Picture annotation records

--------------------------------

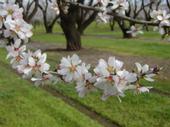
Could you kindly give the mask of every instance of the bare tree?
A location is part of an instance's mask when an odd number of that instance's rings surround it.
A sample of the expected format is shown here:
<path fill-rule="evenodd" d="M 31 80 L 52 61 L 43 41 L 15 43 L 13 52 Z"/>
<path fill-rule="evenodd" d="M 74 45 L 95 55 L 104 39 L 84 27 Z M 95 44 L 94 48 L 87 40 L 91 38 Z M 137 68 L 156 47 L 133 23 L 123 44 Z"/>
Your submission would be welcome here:
<path fill-rule="evenodd" d="M 46 33 L 52 33 L 53 27 L 57 19 L 59 18 L 59 15 L 57 15 L 54 11 L 53 12 L 50 11 L 52 10 L 51 0 L 42 0 L 41 2 L 39 2 L 38 7 L 40 8 L 43 15 L 43 23 L 44 23 Z"/>
<path fill-rule="evenodd" d="M 16 0 L 16 3 L 24 9 L 23 16 L 24 20 L 31 22 L 38 10 L 39 0 Z"/>
<path fill-rule="evenodd" d="M 60 10 L 60 25 L 67 40 L 67 50 L 80 50 L 81 34 L 95 20 L 96 11 L 80 8 L 79 6 L 69 5 L 68 12 L 64 8 L 67 4 L 63 0 L 57 0 Z M 83 1 L 79 1 L 83 4 Z M 93 4 L 93 0 L 88 6 L 97 6 Z"/>

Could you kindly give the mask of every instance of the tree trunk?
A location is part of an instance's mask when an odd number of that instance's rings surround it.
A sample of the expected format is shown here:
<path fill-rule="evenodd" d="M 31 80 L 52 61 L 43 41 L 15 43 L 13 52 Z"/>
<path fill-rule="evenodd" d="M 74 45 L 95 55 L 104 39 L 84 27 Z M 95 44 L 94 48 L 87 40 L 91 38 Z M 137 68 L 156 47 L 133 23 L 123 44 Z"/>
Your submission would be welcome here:
<path fill-rule="evenodd" d="M 46 31 L 46 33 L 48 33 L 48 34 L 53 33 L 53 26 L 46 26 L 46 27 L 45 27 L 45 31 Z"/>
<path fill-rule="evenodd" d="M 123 20 L 117 20 L 117 23 L 123 33 L 123 38 L 132 38 L 132 34 L 127 33 L 129 29 L 126 27 L 125 22 Z"/>
<path fill-rule="evenodd" d="M 129 29 L 124 29 L 123 32 L 123 38 L 132 38 L 132 34 L 131 33 L 127 33 Z"/>
<path fill-rule="evenodd" d="M 67 40 L 67 51 L 77 51 L 81 49 L 81 36 L 76 29 L 76 23 L 71 20 L 62 20 L 61 27 Z"/>

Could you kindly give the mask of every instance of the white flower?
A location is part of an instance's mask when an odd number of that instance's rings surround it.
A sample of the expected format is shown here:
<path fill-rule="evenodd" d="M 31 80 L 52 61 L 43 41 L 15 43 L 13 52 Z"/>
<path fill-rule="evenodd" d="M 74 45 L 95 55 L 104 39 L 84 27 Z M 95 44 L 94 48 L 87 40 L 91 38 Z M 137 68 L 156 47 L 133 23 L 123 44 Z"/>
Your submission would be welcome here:
<path fill-rule="evenodd" d="M 125 11 L 128 9 L 129 4 L 126 0 L 112 0 L 109 2 L 110 9 L 116 10 L 117 13 L 125 15 Z"/>
<path fill-rule="evenodd" d="M 115 74 L 123 67 L 123 62 L 116 60 L 115 57 L 109 57 L 108 62 L 103 59 L 99 60 L 99 64 L 94 69 L 97 76 L 109 77 Z"/>
<path fill-rule="evenodd" d="M 155 19 L 156 21 L 158 21 L 160 19 L 160 17 L 162 17 L 163 15 L 163 11 L 162 10 L 153 10 L 151 13 L 151 18 Z"/>
<path fill-rule="evenodd" d="M 6 44 L 8 43 L 7 39 L 0 39 L 0 47 L 6 47 Z"/>
<path fill-rule="evenodd" d="M 63 76 L 66 82 L 71 82 L 77 77 L 77 66 L 80 65 L 80 63 L 80 58 L 75 54 L 72 57 L 63 57 L 59 65 L 58 74 Z"/>
<path fill-rule="evenodd" d="M 152 89 L 153 87 L 139 87 L 137 88 L 137 91 L 139 93 L 145 93 L 145 92 L 148 92 L 149 93 L 149 90 Z"/>
<path fill-rule="evenodd" d="M 155 22 L 160 22 L 160 26 L 170 26 L 170 14 L 167 14 L 166 10 L 154 10 L 151 12 L 151 17 L 155 19 Z"/>
<path fill-rule="evenodd" d="M 14 19 L 22 19 L 23 18 L 23 9 L 19 8 L 18 5 L 13 3 L 6 3 L 3 5 L 3 15 L 6 17 L 11 17 Z"/>
<path fill-rule="evenodd" d="M 7 30 L 13 31 L 18 35 L 19 38 L 23 40 L 32 36 L 32 26 L 27 24 L 22 19 L 12 20 L 10 18 L 7 18 L 4 25 Z"/>
<path fill-rule="evenodd" d="M 25 53 L 26 46 L 21 45 L 21 40 L 16 39 L 14 44 L 6 47 L 8 51 L 7 58 L 10 58 L 10 63 L 12 64 L 13 68 L 17 68 L 20 61 L 23 59 L 23 54 Z"/>
<path fill-rule="evenodd" d="M 136 82 L 137 75 L 123 70 L 118 71 L 117 75 L 113 76 L 112 79 L 112 82 L 107 81 L 95 84 L 99 89 L 103 90 L 102 100 L 106 100 L 110 96 L 124 96 L 124 91 L 134 89 L 134 85 L 130 84 Z"/>
<path fill-rule="evenodd" d="M 91 91 L 95 91 L 94 83 L 96 81 L 96 77 L 92 76 L 91 73 L 85 73 L 83 79 L 77 81 L 76 90 L 80 97 L 84 97 L 87 93 Z"/>
<path fill-rule="evenodd" d="M 50 73 L 43 73 L 42 75 L 38 75 L 38 77 L 31 78 L 31 81 L 33 81 L 36 86 L 39 86 L 57 83 L 58 79 Z"/>
<path fill-rule="evenodd" d="M 153 82 L 154 79 L 152 79 L 156 74 L 151 72 L 151 69 L 149 68 L 149 65 L 145 64 L 145 65 L 141 65 L 140 63 L 135 63 L 138 73 L 140 74 L 140 76 L 143 76 L 145 80 Z"/>
<path fill-rule="evenodd" d="M 51 9 L 53 9 L 56 12 L 56 15 L 60 14 L 60 10 L 58 8 L 58 4 L 57 3 L 52 3 Z"/>
<path fill-rule="evenodd" d="M 127 31 L 127 33 L 130 33 L 132 35 L 132 37 L 136 37 L 138 34 L 143 34 L 143 31 L 136 28 L 135 26 L 131 26 L 130 30 Z"/>
<path fill-rule="evenodd" d="M 39 75 L 48 72 L 50 65 L 46 63 L 46 53 L 42 54 L 40 50 L 37 50 L 34 53 L 28 53 L 25 57 L 23 66 L 18 67 L 18 70 L 25 75 Z"/>

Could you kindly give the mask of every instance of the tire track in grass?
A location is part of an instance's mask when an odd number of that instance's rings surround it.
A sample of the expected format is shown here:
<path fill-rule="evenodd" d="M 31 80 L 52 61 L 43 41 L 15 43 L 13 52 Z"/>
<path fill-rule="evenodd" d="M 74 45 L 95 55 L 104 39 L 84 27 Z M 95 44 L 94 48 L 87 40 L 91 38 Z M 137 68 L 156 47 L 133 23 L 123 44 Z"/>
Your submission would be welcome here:
<path fill-rule="evenodd" d="M 5 67 L 6 69 L 10 69 L 12 72 L 16 73 L 18 76 L 21 76 L 19 73 L 17 73 L 15 70 L 13 70 L 8 64 L 6 64 L 4 62 L 0 62 L 0 64 L 3 65 L 3 67 Z M 27 80 L 27 81 L 32 83 L 32 81 L 30 81 L 30 80 Z M 119 123 L 102 116 L 100 113 L 94 111 L 92 108 L 81 104 L 79 101 L 77 101 L 69 96 L 64 95 L 63 93 L 61 93 L 60 91 L 58 91 L 56 89 L 53 89 L 49 85 L 41 86 L 40 88 L 42 90 L 47 91 L 54 97 L 62 99 L 66 104 L 77 109 L 78 111 L 82 112 L 83 114 L 90 117 L 91 119 L 97 121 L 104 127 L 121 127 L 121 125 Z"/>

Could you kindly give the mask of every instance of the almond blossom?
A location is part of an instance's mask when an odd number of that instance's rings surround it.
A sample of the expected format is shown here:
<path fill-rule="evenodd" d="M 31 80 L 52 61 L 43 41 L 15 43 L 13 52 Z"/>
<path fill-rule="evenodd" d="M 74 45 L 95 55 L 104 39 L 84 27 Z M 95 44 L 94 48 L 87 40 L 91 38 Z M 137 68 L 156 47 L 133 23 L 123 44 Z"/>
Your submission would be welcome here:
<path fill-rule="evenodd" d="M 13 31 L 18 35 L 19 38 L 25 40 L 32 36 L 32 26 L 27 24 L 24 20 L 21 19 L 8 19 L 4 23 L 6 29 Z"/>
<path fill-rule="evenodd" d="M 149 65 L 141 65 L 140 63 L 135 63 L 137 67 L 137 71 L 139 76 L 143 77 L 145 80 L 153 82 L 153 77 L 156 75 L 154 74 L 151 69 L 149 68 Z"/>
<path fill-rule="evenodd" d="M 96 91 L 94 83 L 96 76 L 92 76 L 91 73 L 85 73 L 83 79 L 78 81 L 76 84 L 76 90 L 80 97 L 84 97 L 86 94 L 92 91 Z"/>
<path fill-rule="evenodd" d="M 59 65 L 58 74 L 63 77 L 64 81 L 71 82 L 77 77 L 77 66 L 80 63 L 81 60 L 76 54 L 72 57 L 63 57 Z"/>
<path fill-rule="evenodd" d="M 13 19 L 22 19 L 23 18 L 23 9 L 19 8 L 18 5 L 12 3 L 5 3 L 3 5 L 3 12 L 2 14 L 6 17 L 11 17 Z"/>
<path fill-rule="evenodd" d="M 122 61 L 116 60 L 115 57 L 109 57 L 108 62 L 104 59 L 100 59 L 94 72 L 97 76 L 109 77 L 111 74 L 116 74 L 122 67 Z"/>
<path fill-rule="evenodd" d="M 110 9 L 115 10 L 117 13 L 125 15 L 125 11 L 128 9 L 129 4 L 126 0 L 112 0 L 109 1 Z"/>
<path fill-rule="evenodd" d="M 150 89 L 152 89 L 153 87 L 139 87 L 137 88 L 137 92 L 139 93 L 149 93 Z"/>
<path fill-rule="evenodd" d="M 13 68 L 17 68 L 17 65 L 23 59 L 23 54 L 26 51 L 26 46 L 21 45 L 21 40 L 16 39 L 14 44 L 6 47 L 8 51 L 7 59 L 10 58 L 10 64 L 12 64 Z"/>
<path fill-rule="evenodd" d="M 40 50 L 37 50 L 34 53 L 28 53 L 25 57 L 23 63 L 18 66 L 18 70 L 26 76 L 37 76 L 49 71 L 50 65 L 46 63 L 46 53 L 42 54 Z"/>
<path fill-rule="evenodd" d="M 37 77 L 31 78 L 31 81 L 33 81 L 36 86 L 47 85 L 52 83 L 56 84 L 58 82 L 57 78 L 50 73 L 42 73 Z"/>

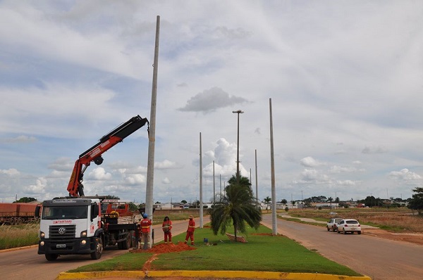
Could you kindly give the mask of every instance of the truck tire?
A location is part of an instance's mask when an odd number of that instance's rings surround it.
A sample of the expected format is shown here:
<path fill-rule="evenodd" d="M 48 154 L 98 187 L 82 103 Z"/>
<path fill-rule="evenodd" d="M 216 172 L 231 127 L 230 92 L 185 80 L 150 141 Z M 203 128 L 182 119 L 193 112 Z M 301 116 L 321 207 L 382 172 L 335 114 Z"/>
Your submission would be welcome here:
<path fill-rule="evenodd" d="M 46 260 L 49 262 L 57 260 L 59 255 L 57 254 L 46 254 Z"/>
<path fill-rule="evenodd" d="M 130 233 L 128 233 L 128 234 L 126 234 L 126 238 L 123 241 L 121 241 L 118 243 L 118 248 L 119 250 L 128 250 L 130 248 L 130 246 L 132 245 L 132 236 L 130 235 Z"/>
<path fill-rule="evenodd" d="M 103 253 L 103 238 L 102 236 L 97 238 L 95 241 L 95 250 L 91 253 L 91 259 L 99 260 Z"/>

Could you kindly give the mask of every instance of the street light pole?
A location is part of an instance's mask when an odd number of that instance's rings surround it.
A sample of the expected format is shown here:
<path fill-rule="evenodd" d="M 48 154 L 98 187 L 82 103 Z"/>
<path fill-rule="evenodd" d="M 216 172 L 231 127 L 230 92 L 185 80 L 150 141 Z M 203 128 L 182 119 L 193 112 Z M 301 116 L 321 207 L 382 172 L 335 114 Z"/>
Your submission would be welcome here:
<path fill-rule="evenodd" d="M 236 144 L 236 182 L 240 182 L 240 114 L 244 112 L 238 110 L 238 111 L 232 111 L 234 114 L 238 114 L 238 140 Z"/>

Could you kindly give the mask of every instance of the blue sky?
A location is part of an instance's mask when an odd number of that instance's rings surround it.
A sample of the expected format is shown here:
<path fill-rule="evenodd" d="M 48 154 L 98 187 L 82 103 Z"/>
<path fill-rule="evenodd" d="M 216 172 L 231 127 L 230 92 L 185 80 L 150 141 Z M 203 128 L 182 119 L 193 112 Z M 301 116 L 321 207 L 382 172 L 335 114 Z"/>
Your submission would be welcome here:
<path fill-rule="evenodd" d="M 1 1 L 0 201 L 67 194 L 78 156 L 150 117 L 160 15 L 154 201 L 203 197 L 240 161 L 276 198 L 412 195 L 423 179 L 423 4 Z M 86 195 L 145 201 L 142 127 L 85 172 Z"/>

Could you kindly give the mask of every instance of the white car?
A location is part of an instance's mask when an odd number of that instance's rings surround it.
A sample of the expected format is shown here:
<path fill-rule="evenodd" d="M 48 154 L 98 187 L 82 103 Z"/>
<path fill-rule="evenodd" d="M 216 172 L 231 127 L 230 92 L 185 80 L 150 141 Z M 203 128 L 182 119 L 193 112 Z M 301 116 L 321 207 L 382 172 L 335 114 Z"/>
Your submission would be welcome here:
<path fill-rule="evenodd" d="M 357 231 L 358 234 L 361 234 L 361 226 L 357 219 L 344 219 L 336 224 L 338 233 L 342 231 L 344 234 L 347 232 L 354 234 Z"/>

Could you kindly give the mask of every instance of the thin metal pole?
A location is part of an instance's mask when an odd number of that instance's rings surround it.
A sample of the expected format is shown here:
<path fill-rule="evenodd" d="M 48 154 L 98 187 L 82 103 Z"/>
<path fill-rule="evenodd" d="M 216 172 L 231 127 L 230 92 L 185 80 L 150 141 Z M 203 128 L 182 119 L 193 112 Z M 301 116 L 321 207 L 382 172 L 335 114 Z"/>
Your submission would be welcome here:
<path fill-rule="evenodd" d="M 238 114 L 238 129 L 236 141 L 236 182 L 240 182 L 240 113 Z"/>
<path fill-rule="evenodd" d="M 276 220 L 276 189 L 275 186 L 275 158 L 274 153 L 274 139 L 273 139 L 273 119 L 271 113 L 271 98 L 269 99 L 269 112 L 270 112 L 270 160 L 271 160 L 271 227 L 272 234 L 278 234 L 277 220 Z"/>
<path fill-rule="evenodd" d="M 213 204 L 216 203 L 216 187 L 214 186 L 214 160 L 213 160 Z"/>
<path fill-rule="evenodd" d="M 256 161 L 256 199 L 259 201 L 259 187 L 257 184 L 257 150 L 255 150 L 255 161 Z"/>
<path fill-rule="evenodd" d="M 240 114 L 244 113 L 238 110 L 238 111 L 232 111 L 235 114 L 238 114 L 238 129 L 237 129 L 237 144 L 236 144 L 236 182 L 240 182 Z"/>
<path fill-rule="evenodd" d="M 203 227 L 203 207 L 202 207 L 202 156 L 201 147 L 201 132 L 200 132 L 200 228 Z"/>
<path fill-rule="evenodd" d="M 221 194 L 219 196 L 219 201 L 222 201 L 222 175 L 219 174 L 219 179 L 220 179 L 220 186 L 221 186 Z"/>
<path fill-rule="evenodd" d="M 145 212 L 153 219 L 153 182 L 154 180 L 154 144 L 156 140 L 156 104 L 157 101 L 157 70 L 159 68 L 159 34 L 160 16 L 156 23 L 156 42 L 154 44 L 154 62 L 153 64 L 153 86 L 152 88 L 152 104 L 149 119 L 149 136 L 148 144 L 148 160 L 147 165 L 147 186 L 145 191 Z M 152 244 L 150 236 L 149 243 Z"/>

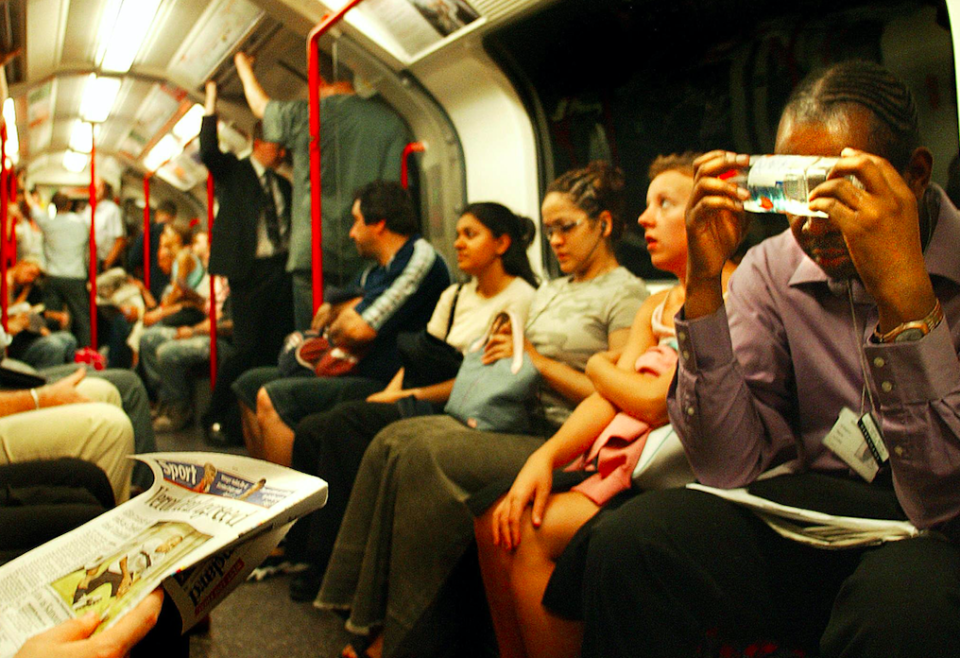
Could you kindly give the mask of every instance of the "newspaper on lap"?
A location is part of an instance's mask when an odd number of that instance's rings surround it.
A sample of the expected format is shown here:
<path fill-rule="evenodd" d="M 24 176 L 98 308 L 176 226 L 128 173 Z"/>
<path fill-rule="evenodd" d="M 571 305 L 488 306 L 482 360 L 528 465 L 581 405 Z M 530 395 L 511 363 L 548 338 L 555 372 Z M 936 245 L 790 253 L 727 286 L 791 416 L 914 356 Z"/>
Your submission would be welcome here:
<path fill-rule="evenodd" d="M 90 611 L 109 628 L 161 583 L 187 630 L 327 500 L 323 480 L 249 457 L 138 458 L 149 491 L 0 567 L 0 658 Z"/>

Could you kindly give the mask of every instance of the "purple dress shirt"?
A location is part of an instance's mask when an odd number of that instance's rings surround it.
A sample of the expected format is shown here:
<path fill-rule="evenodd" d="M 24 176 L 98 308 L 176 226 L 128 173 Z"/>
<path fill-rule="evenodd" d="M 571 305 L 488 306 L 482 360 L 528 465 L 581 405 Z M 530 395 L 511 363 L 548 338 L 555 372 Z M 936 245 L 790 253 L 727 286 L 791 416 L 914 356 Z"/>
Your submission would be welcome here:
<path fill-rule="evenodd" d="M 701 482 L 745 486 L 777 466 L 852 473 L 821 441 L 842 407 L 870 409 L 866 379 L 908 518 L 927 528 L 960 515 L 960 213 L 934 192 L 924 259 L 945 319 L 922 340 L 872 344 L 873 299 L 850 283 L 854 324 L 847 283 L 830 281 L 789 230 L 747 253 L 725 308 L 689 322 L 681 311 L 668 405 Z"/>

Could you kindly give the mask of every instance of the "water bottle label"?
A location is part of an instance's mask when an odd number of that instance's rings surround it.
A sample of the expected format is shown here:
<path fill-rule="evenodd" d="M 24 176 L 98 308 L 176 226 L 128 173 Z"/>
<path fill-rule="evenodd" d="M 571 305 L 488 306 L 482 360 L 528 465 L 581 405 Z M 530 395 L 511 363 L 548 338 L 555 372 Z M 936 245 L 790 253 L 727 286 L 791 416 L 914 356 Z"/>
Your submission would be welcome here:
<path fill-rule="evenodd" d="M 754 155 L 746 188 L 750 199 L 743 207 L 755 213 L 789 213 L 806 217 L 826 217 L 810 210 L 810 192 L 827 179 L 839 158 L 806 155 Z"/>

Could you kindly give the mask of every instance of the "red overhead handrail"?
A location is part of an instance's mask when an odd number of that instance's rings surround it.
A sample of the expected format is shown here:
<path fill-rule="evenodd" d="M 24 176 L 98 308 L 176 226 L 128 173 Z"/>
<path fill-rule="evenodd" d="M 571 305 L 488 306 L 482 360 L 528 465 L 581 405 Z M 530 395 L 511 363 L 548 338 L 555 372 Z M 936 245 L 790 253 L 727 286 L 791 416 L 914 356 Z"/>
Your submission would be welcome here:
<path fill-rule="evenodd" d="M 213 238 L 213 176 L 207 174 L 207 240 Z M 217 291 L 215 277 L 207 272 L 210 279 L 210 390 L 217 385 Z"/>
<path fill-rule="evenodd" d="M 10 173 L 7 174 L 7 182 L 10 189 L 7 190 L 7 210 L 11 203 L 17 202 L 17 172 L 13 167 L 9 167 Z M 17 225 L 11 223 L 10 231 L 7 235 L 7 267 L 13 267 L 17 264 Z"/>
<path fill-rule="evenodd" d="M 143 177 L 143 285 L 150 290 L 150 174 Z"/>
<path fill-rule="evenodd" d="M 0 125 L 0 322 L 7 330 L 7 304 L 10 291 L 7 289 L 7 249 L 9 248 L 7 225 L 7 124 Z"/>
<path fill-rule="evenodd" d="M 350 0 L 339 11 L 327 14 L 320 22 L 313 26 L 307 35 L 307 70 L 309 72 L 310 97 L 310 240 L 311 266 L 313 268 L 313 312 L 316 313 L 323 304 L 323 215 L 320 187 L 320 54 L 317 44 L 320 37 L 326 34 L 331 27 L 340 22 L 348 11 L 356 7 L 363 0 Z"/>
<path fill-rule="evenodd" d="M 409 159 L 411 153 L 423 153 L 427 150 L 427 145 L 423 142 L 410 142 L 403 147 L 403 155 L 400 156 L 400 184 L 403 185 L 403 189 L 407 189 L 410 186 L 409 180 Z"/>
<path fill-rule="evenodd" d="M 97 131 L 90 124 L 90 347 L 97 349 Z"/>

--------------------------------

» EXERCISE TASK:
Can you reproduce everything starting at the beginning of the data and ending with the line that contains "46 33 L 52 33", scaling each coordinate in the answer paths by 0.45 and rounding to whole numbers with halves going up, while keeping everything else unchanged? Leave the pictures out.

» WORKED SOLUTION:
Could you kindly give the mask of every instance of the bare tree?
A location is part of an instance's mask when an odd number of that instance's rings surround it.
A sample of the expected format is shown here:
<path fill-rule="evenodd" d="M 31 80 L 52 61 L 43 41 L 15 43 L 13 52 Z"/>
<path fill-rule="evenodd" d="M 74 45 L 95 55 L 104 39 L 84 27 Z M 95 44 L 94 48 L 87 40 L 91 38 Z M 137 68 L 156 47 L 133 23 L 123 44 Z"/>
Your submission would be welcome here:
<path fill-rule="evenodd" d="M 21 15 L 23 15 L 24 12 L 26 9 L 27 8 L 27 7 L 26 7 L 24 5 L 24 5 L 23 5 L 23 5 L 23 0 L 19 0 L 18 1 L 18 1 L 17 3 L 18 4 L 19 7 L 19 10 L 20 10 Z"/>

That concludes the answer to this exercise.